**Texte source**
-------------------------

Ça c’est ce qui a marché. Mais qu’est-ce qui n’a pas marché ?

Il est important d’avoir une lecture critique de notre action, de façon à en tirer des enseignements pour le futur et à améliorer toujours plus notre service à la population et aux opérateurs économiques. À ce jour, il est toutefois encore un peu tôt pour faire le bilan. Celui-ci dans l’ensemble sera sans aucun doute positif, puisque la CCRS a su relever les défis quotidiens et être présente chaque fois qu’elle le pouvait au regard de ses moyens.

La véritable difficulté mise en lumière par la crise tient à l’aggravation de l’effet ciseau qui pesait déjà avant sur les finances locales. Sur ce dernier point, force est en effet de constater que l’impact de cette période sur les finances communautaires est important. Les évènements sont venus bouleverser les prévisions et les équilibres budgétaires et poseront inévitablement à terme la question des choix à opérer pour concilier soutenabilité de la dette et actions en faveur de la relance.

Justement, à l’avenir, comment voyez-vous le rôle des intercommunalités en matière de développement économique ? Lequel ou lesquels de ces qualificatifs leur irait-il le mieux : béquille du développement communal ? Incubateur (à innovation) face aux défis de la transition écologique ? Relai de la politique régionale et nationale ? Autre chose ?

Les ressorts du développement économique sont forcément multifactoriels. Aussi, en réponse et de manière un peu facétieuse, je dirai un peu des trois.

-------------------------

Lignes de repérage d'objets nommés:

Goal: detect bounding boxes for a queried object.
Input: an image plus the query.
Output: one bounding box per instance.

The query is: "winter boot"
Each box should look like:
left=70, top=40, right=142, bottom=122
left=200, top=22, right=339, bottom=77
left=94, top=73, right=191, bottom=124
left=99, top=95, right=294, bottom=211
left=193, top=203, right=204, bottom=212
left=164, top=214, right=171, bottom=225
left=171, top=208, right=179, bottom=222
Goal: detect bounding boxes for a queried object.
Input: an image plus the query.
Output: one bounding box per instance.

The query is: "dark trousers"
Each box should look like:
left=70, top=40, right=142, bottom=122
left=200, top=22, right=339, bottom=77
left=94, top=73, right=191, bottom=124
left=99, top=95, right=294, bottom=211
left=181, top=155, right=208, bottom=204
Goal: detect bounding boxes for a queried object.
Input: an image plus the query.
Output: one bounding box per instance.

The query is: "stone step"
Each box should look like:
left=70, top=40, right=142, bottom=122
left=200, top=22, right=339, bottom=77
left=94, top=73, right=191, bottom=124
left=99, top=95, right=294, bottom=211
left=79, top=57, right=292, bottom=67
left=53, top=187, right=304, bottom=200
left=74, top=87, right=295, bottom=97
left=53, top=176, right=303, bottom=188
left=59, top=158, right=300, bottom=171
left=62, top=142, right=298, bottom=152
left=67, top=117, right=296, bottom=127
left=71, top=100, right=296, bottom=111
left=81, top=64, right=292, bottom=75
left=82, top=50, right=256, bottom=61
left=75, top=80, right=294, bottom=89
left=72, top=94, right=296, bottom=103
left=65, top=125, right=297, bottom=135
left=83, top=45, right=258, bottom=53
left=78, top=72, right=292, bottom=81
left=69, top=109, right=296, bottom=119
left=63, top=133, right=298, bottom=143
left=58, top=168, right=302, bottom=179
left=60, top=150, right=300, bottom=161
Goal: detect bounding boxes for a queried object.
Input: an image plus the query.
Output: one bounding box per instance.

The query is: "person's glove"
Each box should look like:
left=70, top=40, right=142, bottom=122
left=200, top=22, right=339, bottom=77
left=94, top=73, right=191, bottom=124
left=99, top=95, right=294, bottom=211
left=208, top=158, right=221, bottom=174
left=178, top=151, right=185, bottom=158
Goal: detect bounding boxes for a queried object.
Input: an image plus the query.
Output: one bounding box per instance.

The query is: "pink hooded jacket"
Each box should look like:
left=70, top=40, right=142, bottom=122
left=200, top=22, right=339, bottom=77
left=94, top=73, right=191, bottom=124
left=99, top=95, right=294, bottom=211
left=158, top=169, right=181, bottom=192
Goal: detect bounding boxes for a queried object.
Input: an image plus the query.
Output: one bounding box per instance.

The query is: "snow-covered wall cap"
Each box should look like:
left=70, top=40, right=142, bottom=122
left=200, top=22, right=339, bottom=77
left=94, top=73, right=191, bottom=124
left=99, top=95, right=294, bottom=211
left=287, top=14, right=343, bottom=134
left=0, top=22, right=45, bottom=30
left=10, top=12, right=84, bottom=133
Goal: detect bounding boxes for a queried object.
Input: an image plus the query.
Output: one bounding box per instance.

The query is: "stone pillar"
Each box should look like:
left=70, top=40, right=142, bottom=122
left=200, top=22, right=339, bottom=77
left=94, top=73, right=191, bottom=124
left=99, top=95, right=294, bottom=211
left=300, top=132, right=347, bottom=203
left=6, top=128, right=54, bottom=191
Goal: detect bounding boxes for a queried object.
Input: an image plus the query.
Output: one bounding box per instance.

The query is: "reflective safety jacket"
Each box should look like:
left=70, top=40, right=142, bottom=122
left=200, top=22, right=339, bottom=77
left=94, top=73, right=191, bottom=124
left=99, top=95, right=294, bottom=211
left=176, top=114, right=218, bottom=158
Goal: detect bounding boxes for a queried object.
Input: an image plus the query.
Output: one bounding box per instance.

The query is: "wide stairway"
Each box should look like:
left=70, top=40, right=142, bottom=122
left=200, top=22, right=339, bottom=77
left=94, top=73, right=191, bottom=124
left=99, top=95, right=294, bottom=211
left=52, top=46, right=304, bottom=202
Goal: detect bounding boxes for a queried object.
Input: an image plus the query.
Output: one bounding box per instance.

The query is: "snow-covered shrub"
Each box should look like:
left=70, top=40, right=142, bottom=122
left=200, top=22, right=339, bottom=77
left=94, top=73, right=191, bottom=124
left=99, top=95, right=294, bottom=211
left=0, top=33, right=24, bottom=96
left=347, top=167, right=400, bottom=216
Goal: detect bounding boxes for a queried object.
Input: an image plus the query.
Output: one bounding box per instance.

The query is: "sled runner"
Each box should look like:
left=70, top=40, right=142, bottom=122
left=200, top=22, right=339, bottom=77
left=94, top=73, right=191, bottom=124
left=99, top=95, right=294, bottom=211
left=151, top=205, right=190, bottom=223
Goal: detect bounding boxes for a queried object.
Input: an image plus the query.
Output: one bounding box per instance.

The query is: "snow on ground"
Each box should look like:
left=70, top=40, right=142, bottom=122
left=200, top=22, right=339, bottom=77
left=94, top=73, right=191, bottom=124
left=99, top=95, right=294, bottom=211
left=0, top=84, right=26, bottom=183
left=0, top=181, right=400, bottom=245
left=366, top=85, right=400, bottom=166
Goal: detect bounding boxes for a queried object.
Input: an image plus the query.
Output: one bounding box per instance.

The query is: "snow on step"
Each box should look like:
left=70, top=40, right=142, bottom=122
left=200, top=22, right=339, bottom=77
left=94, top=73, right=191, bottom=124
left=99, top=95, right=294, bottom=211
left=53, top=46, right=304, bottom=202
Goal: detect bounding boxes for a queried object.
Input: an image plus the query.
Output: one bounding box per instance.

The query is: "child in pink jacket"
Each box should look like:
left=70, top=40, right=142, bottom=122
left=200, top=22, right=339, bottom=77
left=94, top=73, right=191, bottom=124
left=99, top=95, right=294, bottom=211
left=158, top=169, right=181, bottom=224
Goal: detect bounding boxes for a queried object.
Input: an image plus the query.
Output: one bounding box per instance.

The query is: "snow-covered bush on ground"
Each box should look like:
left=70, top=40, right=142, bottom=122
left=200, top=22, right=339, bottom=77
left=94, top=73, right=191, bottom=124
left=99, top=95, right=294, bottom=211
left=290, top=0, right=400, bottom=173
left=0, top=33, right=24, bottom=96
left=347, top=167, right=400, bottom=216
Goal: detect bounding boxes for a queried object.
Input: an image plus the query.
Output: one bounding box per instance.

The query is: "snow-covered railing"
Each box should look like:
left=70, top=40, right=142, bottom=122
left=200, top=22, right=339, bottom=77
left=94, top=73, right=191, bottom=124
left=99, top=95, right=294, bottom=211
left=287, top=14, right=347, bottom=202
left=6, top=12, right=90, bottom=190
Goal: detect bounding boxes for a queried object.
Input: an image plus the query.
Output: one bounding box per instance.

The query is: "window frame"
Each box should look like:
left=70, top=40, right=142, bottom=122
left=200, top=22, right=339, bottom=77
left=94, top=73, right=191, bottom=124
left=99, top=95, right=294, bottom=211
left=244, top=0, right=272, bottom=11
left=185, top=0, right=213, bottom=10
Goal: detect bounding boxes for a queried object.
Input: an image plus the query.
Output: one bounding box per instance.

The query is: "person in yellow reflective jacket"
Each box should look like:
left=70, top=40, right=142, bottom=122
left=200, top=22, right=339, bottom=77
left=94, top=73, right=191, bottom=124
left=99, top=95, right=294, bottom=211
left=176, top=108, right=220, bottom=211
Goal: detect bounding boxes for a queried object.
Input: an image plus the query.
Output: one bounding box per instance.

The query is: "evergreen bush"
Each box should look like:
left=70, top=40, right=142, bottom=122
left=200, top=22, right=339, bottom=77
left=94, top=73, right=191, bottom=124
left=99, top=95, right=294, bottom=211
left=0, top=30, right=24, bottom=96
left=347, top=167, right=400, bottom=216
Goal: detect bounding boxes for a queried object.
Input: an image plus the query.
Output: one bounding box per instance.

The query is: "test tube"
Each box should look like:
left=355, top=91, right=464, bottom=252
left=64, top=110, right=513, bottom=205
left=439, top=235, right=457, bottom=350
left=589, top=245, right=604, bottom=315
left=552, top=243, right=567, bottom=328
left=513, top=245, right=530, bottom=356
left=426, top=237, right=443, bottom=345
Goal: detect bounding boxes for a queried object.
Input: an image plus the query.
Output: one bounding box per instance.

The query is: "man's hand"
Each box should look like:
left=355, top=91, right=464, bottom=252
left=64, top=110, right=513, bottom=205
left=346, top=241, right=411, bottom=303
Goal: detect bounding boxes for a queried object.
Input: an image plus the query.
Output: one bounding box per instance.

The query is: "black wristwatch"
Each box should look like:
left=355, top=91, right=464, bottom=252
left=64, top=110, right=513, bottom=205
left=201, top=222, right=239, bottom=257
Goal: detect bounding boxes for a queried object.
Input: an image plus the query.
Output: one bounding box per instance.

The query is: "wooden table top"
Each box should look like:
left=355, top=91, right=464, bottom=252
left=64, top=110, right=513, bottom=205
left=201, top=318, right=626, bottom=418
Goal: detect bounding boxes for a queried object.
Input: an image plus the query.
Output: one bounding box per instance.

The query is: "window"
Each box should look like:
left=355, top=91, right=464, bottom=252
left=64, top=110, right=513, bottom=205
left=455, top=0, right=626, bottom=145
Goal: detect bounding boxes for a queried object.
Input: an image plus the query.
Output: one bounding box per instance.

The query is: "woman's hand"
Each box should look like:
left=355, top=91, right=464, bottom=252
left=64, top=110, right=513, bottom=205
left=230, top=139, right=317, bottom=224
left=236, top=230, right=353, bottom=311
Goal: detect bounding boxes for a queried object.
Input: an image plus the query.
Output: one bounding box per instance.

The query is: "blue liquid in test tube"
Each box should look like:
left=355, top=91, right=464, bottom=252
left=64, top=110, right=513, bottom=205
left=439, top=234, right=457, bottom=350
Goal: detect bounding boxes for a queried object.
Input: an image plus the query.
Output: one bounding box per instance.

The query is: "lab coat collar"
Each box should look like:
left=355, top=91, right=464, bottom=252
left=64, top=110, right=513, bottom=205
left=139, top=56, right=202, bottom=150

-------------------------

**Consignes à suivre**
A - Répondez aux questions suivantes d'après l'entretien sur le bilan de la CCRS.
(i) Quelle est la véritable difficulté mise en lumière par la crise ?
(ii) Quels trois qualificatifs sont proposés pour décrire le rôle des intercommunalités en matière de développement économique ?
(iii) Comment sont qualifiés les ressorts du développement économique ?
B - Traduisez en anglais la phrase suivante de l'entretien sur le bilan de la CCRS : « Les ressorts du développement économique sont forcément multifactoriels. »
C - Prolongez l'entretien sur le bilan de la CCRS à partir de sa dernière phrase, en développant la réponse qui y est amorcée.

**Corrigé des exercices**
A -
(i) L'aggravation de l'effet ciseau qui pesait déjà avant sur les finances locales.
(ii) Béquille du développement communal, incubateur (à innovation) face aux défis de la transition écologique, relai de la politique régionale et nationale.
(iii) Ils sont forcément multifactoriels.

B - The drivers of economic development are necessarily multifactorial.

C -
Plus que l’image d’une béquille, qui induit un caractère souvent temporaire, je préfère toutefois celle du soutien, car l’échelon intercommunal est devenu indispensable au développement économique de proximité sur la durée. Nombre de ses moyens d’action s’inscrivent d’ailleurs dans le temps, que l’on songe aux dispositifs Petites Villes de demain (PVD) ou encore aux travaux d’aménagement et d’urbanisme menés avec l’aide de l’intercommunalité. Sous cette réserve, nous agissons bien en renfort des communes, par exemple en les accompagnant dans leurs actions pour revitaliser les centres bourgs et relancer leur dynamique commerciale. Nous le faisions déjà avant la crise mais cette dernière nous permet désormais de le faire avec les moyens supplémentaires du plan de relance.

Incubateur, nous le sommes également à des degrés divers et selon nos moyens mais que ce soit dans l’accompagnement des démarches « contrat de relance et de transition écologique » (« CRTE ») ou la mise en œuvre de nouveaux outils de développement comme la fibre ou les tiers lieux, les intercommunalités sont là. Nous contribuons ainsi, par notre action, notamment d’aide à l’ingénierie, à l’émergence de nouvelles pratiques qui participeront à terme à la création de nouveaux usages et de nouveaux emplois sur le territoire, dans une perspective de développement durable.

Enfin, les intercommunalités sont bien des relais des différentes politiques. Elles prennent parfois l’initiative de les impulser mais sont le plus souvent sollicitées pour les accompagner, que ce soit par l’État, les régions, les départements ou les communes membres elles-mêmes. Le CRTE en est un parfait exemple.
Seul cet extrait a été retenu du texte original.